[START TEXT SHOWN]

Logs And Metrics: How Important Are They?

Keeping track of an application is not a simple task. Over the last decade, user expectations from software vendors have kept growing, alongside the growth in cloud solutions, applications, and the simplicity of their onboarding processes. If a software provider does not meet an organization’s functionality, quality, performance, and user experience requirements, R&D can very easily explore other providers and replace their existing software with another.

This also applies to the relatively new security and compliance standards, which are a substantial aspect of any software. As these standards toughen, software organizations must keep up with the latest threats, provide both infrastructure and applicative solutions, and improve their levels of service, availability, and transparency. If they don’t, their reputations will suffer—and they’ll lose customers.

In this article, we will cover the multiple ways in which logs and metrics can help your organization maintain a high level of service, improve efficiency, and meet business goals.

Functionality and Performance: Maintaining High Service Levels

On Amazon Prime Day in 2018, Amazon’s website completely crashed. It simply wasn’t ready for such a large load of users, and most customers weren’t able to complete their purchases. Amazon estimated the loss to be almost 1 billion dollars, and their reputation suffered. Understandably, eBay, AliExpress, and other retail platforms were the big winners of the day—and of the following Black Friday and Cyber Monday shopping days.

The quality of a company’s service—encapsulating software functionality and performance, user experience, and more—determines how successful a business is. And in order to achieve a level of service high enough to attract new customers while retaining existing ones, many types of software testing and monitoring should be conducted and applied. Both frontend and backend components need to be verified, and each component type has its own metrics and approval levels. 

Logs to the Rescue

Logs are one of the basic tools that developers, QA, and DevOps need to master. Application logs are the primary source of information on code behavior, system and infrastructure logs, database logs, web-server logs, and other component logs like Kubernetes or RabbitMQ. They can help R&D make educated and informed decisions about the application by providing information about its actions and the user experience. They can also help with the root-cause analysis process and are the best place to write and save applicative events. Almost everything can be written in an application log, from application events to components’ states to executed SQL queries or results—and, of course, debugging information and errors. 

Together with application logs, all the other log types (system, infrastructure, database, web server, and more) provide a view of the software’s functionality within the current infrastructure and scale. This helps developers and DevOps prepare a suitable solution and environment for the application. Collecting these logs can be very simple via a fluentd agent or by instrumenting the code to send the logs directly to the log management system (like ELK or graylog).  

Metrics: The Next Level

Still, logs are not enough. Being event driven, logs only give a narrow viewpoint of the relevant component and can’t provide a wider picture across all system components or over a longer period of time. But metrics can.

Metrics supplement logs by broadening the view, looking at the application’s functionality and performance over time as well as during multiple events. Metrics can help determine how much load the component is under and if scaling is needed to handle it. They can also define the type of hosting and infrastructure required by the specific component or application as a whole.

[END TEXT SHOWN]

> **TASKS TO CARRY OUT**
A) Reproduce the passage of the article on logs and metrics starting at "Metrics supplement logs" and ending at "as a whole.".
B) In the opening paragraph of the article on logs and metrics, which kinds of organizational requirements must a software provider meet? List them all.
C) Continue the article on logs and metrics from its final sentence onward.

[START DATA BLOCK]

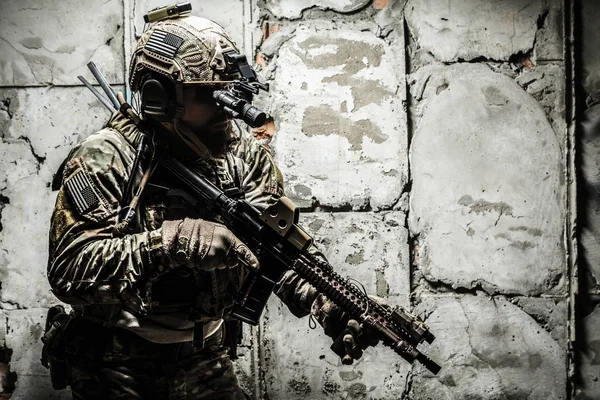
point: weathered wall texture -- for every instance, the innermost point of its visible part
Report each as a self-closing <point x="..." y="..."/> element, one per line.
<point x="427" y="142"/>
<point x="588" y="311"/>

[END DATA BLOCK]

> **RESULTS BY TASK**
A)
Metrics supplement logs by broadening the view, looking at the application’s functionality and performance over time as well as during multiple events. Metrics can help determine how much load the component is under and if scaling is needed to handle it. They can also define the type of hosting and infrastructure required by the specific component or application as a whole.

B) Functionality, quality, performance, and user experience.

C)
Basic metrics include the host or container CPU usage, memory utilization, and storage capacity. These metrics give a broad understanding of the infrastructure’s status and how well it suits the application’s requirements. However, APM metrics, such as slowest requests, highest throughput, most time-consuming requests, and even the Apdex score, provide a deeper understanding. Using these types of metrics, collected and visualized by NewRelic, Nagios, or many other tools, helps R&D to focus on use cases that have performance problems and plan how to address them. 

Using Nginx? Even Better

Being one of the most commonly used web servers, nginx constantly improves and provides new abilities for its users. It has both the web server aspect where it serves content to users and can also function as a load balancer for all requests sent to the application APIs.

While setting up a new application that needs to expose content to the internet as well as receive and process requests, R&D must take into consideration all product requirements and provide a solution that answers all of these requirements. Nginx, which can easily run on any server type or on a docker container, gives developers the ability to receive and redirect requests from a user interface to the right API, can behave as a reverse proxy, and can also control the traffic into and from the application.

Nginx Logs

Nginx manages a set of logs that help developers with understanding the status of traffic and behaviors in the system.

The nginx web-server access log, which by default can be found in /var/log/nginx/access.log on most Linux distributions, logs every client request the server processes. By default, the access log is globally enabled inside the main nginx configuration file, located at /etc/nginx/nginx.conf. In this config file, users can define the domain name, log path, and the log format, so it can be more readable when required. The nginx error log, storing different types of applicative and general errors, supplements the access log and helps to assemble a broad status of the production environment as well as provide a complete audit of all the events. These logs can be found in /var/log/nginx/error.log. The same config file also provides configuration for the error log. In this config file, users can define the log level for the error log and control the level of detail the file will have for every event.

When building an application and using nginx as the web server, these logs (together with other nginx logs) help developers with understanding whether the setup was done correctly and seeing the request flow in and out of the system, which also gives perspective on error rate and the load the system is under. 

Security and Compliance: Creating Trust And Clarity 

One of the most important aspects of any modern application, especially cloud-based applications, is security. When external providers (not R&D) manage most, if not all, of the infrastructure, organizations can be exposed to security threats that are not always under R&D’s control. Ensuring security in this situation requires detailed information about every request and activity in the application, from its creation on the client side to the web server and backend services. 

Logs + Metrics

The ability to backtrace a user request is absolutely imperative for compliance, and knowing the origin of the request is essential for security and auditing. Logging is the only way to retrieve this information, which is stored in application logs containing every request made in the application. The information must be constantly reviewed in order to identify suspicious activity or misuse of services. Sophisticated attackers can change logs to hide their activity, but, in general, logs are the one source of truth for all application activity.

Application live metrics add to this by providing a broader view of application security. They can help identify attacks as they occur, allowing developers and security engineers to come up with a solution for attacks and prevent them from becoming too serious.

Regarding auditing and compliance, organizations have to save all customer activity data in case they’re requested to share it with customers or regulatory authorities. This is only possible by logging the activity at the component level.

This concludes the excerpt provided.